#### WORK TO BE COMPLETED:
Reproduce the records below exactly as shown.
========================================================================
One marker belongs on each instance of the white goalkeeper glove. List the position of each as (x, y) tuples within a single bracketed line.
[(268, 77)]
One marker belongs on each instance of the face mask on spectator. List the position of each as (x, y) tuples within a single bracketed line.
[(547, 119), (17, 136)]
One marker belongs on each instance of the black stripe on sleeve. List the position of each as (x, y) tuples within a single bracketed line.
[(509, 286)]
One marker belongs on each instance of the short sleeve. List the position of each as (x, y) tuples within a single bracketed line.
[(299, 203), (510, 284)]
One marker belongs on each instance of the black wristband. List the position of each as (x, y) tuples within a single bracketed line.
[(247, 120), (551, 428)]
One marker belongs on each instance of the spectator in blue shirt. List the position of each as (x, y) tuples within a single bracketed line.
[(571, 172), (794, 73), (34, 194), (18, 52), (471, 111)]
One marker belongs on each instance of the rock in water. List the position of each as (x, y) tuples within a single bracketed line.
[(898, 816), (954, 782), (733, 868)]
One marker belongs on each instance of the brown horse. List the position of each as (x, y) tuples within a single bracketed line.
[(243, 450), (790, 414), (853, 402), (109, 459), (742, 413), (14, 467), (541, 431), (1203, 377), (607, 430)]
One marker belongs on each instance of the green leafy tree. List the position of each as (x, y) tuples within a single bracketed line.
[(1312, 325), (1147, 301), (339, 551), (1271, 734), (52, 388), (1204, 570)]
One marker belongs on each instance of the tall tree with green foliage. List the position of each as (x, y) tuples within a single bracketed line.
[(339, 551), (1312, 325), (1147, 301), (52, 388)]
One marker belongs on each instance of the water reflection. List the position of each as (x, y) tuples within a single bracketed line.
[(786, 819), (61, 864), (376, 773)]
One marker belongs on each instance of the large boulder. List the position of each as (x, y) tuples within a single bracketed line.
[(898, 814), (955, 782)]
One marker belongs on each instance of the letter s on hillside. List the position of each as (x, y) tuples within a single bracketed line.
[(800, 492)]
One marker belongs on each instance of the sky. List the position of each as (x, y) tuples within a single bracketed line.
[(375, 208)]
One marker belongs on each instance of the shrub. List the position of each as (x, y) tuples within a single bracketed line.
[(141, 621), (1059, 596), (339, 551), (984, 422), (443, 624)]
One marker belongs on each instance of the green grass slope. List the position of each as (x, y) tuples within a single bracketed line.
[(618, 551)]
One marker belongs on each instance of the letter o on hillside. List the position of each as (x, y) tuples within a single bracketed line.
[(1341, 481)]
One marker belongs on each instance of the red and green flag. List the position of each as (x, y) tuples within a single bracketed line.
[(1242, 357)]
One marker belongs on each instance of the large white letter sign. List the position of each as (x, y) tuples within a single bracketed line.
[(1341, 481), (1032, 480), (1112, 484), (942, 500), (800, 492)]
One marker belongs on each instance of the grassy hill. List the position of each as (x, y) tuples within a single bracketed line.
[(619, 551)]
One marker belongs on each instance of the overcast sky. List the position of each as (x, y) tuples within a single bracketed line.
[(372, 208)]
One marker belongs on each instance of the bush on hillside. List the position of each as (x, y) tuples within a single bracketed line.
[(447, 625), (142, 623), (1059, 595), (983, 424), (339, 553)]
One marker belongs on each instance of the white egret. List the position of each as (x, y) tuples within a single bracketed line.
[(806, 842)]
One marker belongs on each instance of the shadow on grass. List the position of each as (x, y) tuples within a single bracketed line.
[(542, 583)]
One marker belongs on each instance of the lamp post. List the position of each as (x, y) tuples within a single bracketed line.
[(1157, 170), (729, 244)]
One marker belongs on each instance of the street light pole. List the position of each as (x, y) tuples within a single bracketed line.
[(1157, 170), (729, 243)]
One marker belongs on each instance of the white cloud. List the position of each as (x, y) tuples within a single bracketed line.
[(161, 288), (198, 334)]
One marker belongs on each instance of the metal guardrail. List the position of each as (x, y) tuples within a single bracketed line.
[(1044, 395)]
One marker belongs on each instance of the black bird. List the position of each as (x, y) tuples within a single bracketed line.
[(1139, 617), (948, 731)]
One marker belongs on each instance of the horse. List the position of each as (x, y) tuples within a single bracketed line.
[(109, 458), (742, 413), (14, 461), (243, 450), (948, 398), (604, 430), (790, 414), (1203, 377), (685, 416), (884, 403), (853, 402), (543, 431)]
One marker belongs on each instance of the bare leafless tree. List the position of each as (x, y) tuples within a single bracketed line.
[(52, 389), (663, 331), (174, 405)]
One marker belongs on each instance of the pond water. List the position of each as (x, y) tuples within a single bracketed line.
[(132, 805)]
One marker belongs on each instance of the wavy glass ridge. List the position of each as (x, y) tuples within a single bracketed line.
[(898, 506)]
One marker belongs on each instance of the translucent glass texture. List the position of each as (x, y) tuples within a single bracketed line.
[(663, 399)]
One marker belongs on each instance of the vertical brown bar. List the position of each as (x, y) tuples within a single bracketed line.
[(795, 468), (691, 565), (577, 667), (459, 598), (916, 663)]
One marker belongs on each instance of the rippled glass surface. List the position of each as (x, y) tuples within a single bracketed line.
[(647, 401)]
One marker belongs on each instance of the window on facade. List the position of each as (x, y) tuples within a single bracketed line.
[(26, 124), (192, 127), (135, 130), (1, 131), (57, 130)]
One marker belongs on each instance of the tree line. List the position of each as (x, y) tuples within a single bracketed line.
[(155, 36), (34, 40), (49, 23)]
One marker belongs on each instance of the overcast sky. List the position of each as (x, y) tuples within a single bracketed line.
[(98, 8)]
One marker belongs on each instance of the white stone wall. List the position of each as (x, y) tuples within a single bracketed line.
========================================================================
#### ANSWER AREA:
One marker belongs on each instance of the white goalkeeper glove. List the position of each as (x, y) tuples within a single bracketed line.
[(268, 77)]
One marker belongs on each instance of the face mask on spectator. List the position of each as (x, y) tuples within a single bracketed line.
[(547, 119), (17, 136)]
One marker belongs on each instance of the black stripe on sleeve. List the position of each as (x, y) tuples within a single bracketed line.
[(509, 286)]
One marker belongs on each instance of the short sleeve. List the position of each as (x, y) tuples within a single bracketed line.
[(299, 203), (510, 284)]
One marker belongs on each instance of the black wristband. List the position of each as (x, y) tuples within a single bracketed line.
[(247, 120), (551, 428)]
One marker belongs on each instance of the spectator in blue shirt. List the position of each as (x, y) tuples within a single bracketed line.
[(571, 172), (794, 73), (34, 194), (18, 52), (471, 111)]
One marker belongs on each instance of the rock in water. List the position of each as (x, y) tuples within a single bracketed line.
[(898, 816), (954, 782), (733, 868)]
One marker belongs on each instance of the brown horse. List the position of each as (x, y) tuples within a single bracketed line.
[(243, 450), (790, 414), (853, 402), (109, 459), (742, 413), (14, 467), (541, 431), (1203, 377), (607, 430)]
One marker belongs on each instance of the green leafy tree. List the position of each as (x, y) tuples within a single bracketed line.
[(1312, 325), (1147, 301), (339, 551), (1271, 734), (52, 388), (1204, 570)]
One marker belongs on each instance of the tall tree with green foliage. List the position of each as (x, y) tuples within a single bracketed line.
[(339, 551), (1312, 325), (1147, 301), (52, 388)]
One marker belongs on each instance of the water reflection. List the position of each as (x, y) tuples within a single bracketed line.
[(786, 819), (61, 864), (376, 773)]
One marker belongs on each instance of the large boulder. List the position of each as (x, y) tuples within a single bracketed line.
[(898, 814), (955, 782)]
One marker belongs on each instance of the letter s on hillside. List the position of each as (x, y) tuples within a single bracketed line.
[(800, 492)]
One marker belongs on each instance of the sky. List the position of each as (x, y) tuples within a single bracketed line.
[(375, 208)]
One marker belongs on each instance of the shrub. List the position of each as (x, y) tuples within a single bracketed line.
[(141, 621), (1059, 596), (339, 551), (984, 422), (443, 624)]
One marker belongs on each instance of the green grass slope. List the position of each as (x, y) tuples within a single bracketed line.
[(618, 551)]
One marker belongs on each instance of the letter o on hillside. List the position of each as (x, y) tuples within a single bracketed line.
[(1341, 481)]
One marker belongs on each instance of the red and green flag. List the position of each as (x, y) tuples within a single bracketed line.
[(1242, 357)]
One marker belongs on each instance of the large white letter sign. List the position of each as (x, y) tuples within a single bracketed line.
[(1341, 481), (1032, 480), (1112, 484), (942, 500), (800, 492)]
One marker belongs on each instance of the grassy hill. List the position of each as (x, y) tuples within a single bracketed line.
[(619, 551)]
One marker belongs on each instance of the overcast sky. List the position of each as (x, y) tuples within a single bracketed line.
[(372, 208)]
One marker belongs on each instance of the bush on hillside. List the position of each as (x, y) tuples within a single bracketed line.
[(447, 625), (142, 623), (1059, 595), (983, 424), (339, 553)]
One marker belongs on each instance of the white egret. List the position of each as (x, y) tuples within a single bracketed line.
[(806, 842)]
One marker belongs on each instance of the shadow on grass. List the position of each as (x, y) tuples within a single bracketed line.
[(542, 583)]
One marker belongs on each instance of the lamp post. List the position of each as (x, y) tuples within a single bracketed line.
[(1157, 170), (729, 244)]
One marker belongs on each instance of the street light pole. List the position of each as (x, y) tuples within a single bracketed line.
[(1157, 170), (729, 243)]
One marker belongs on each instance of the white cloud. List the position of each as (x, y) tuples within a single bracketed line.
[(161, 288), (198, 334)]
One marker belongs on each instance of the metal guardrail. List the position of each as (x, y) tuples within a single bracketed line.
[(1044, 395)]
One marker belongs on each instance of the black bird. List the position of each as (x, y) tuples within a single bracketed line.
[(1139, 617), (948, 731)]
One marker belongs on each instance of the horse. List the position of each as (x, y) tuples within a single bracketed line.
[(109, 458), (742, 413), (14, 461), (243, 450), (948, 398), (604, 430), (790, 414), (1203, 377), (685, 416), (884, 403), (853, 402), (543, 431)]
One marker belongs on each instance of the bare leafless tree. List the position of each as (x, y) tuples within a single bracketed line.
[(52, 389), (663, 331), (174, 405)]
One marker belongs on each instance of the pond water. List the position of each as (x, y) tuples within a single bracketed line.
[(132, 805)]
One marker belongs on each instance of the wavy glass ridge. List the position of each as (x, y) tuples within a single bracketed line.
[(898, 506)]
One marker belongs on each instance of the translucent glass texture. List the position of each as (x, y) tuples within a single bracketed line.
[(663, 399)]
One marker belongs on each instance of the vertical brown bar. List the position of each as (x, y) tuples within a single bracketed line.
[(795, 468), (691, 565), (577, 667), (459, 598), (916, 663)]
One marker belongs on each instance of the rippled glass surface. List the position of each as (x, y) tuples within a single bracketed line.
[(647, 401)]
One marker belongs on each instance of the window on facade. List the position of each as (x, y) tuples within a single bracketed line.
[(26, 124), (192, 127), (135, 130), (1, 131), (57, 130)]
One marker belongs on each instance of the tree line. List the position of each as (x, y) tuples within a single bracketed line.
[(155, 36), (34, 40), (49, 23)]
One marker belongs on each instance of the overcast sky. List the position of each as (x, y) tuples within a single bracketed line.
[(98, 8)]
One marker belongs on each instance of the white stone wall. List the position of each as (x, y) tuples within a single bracketed line.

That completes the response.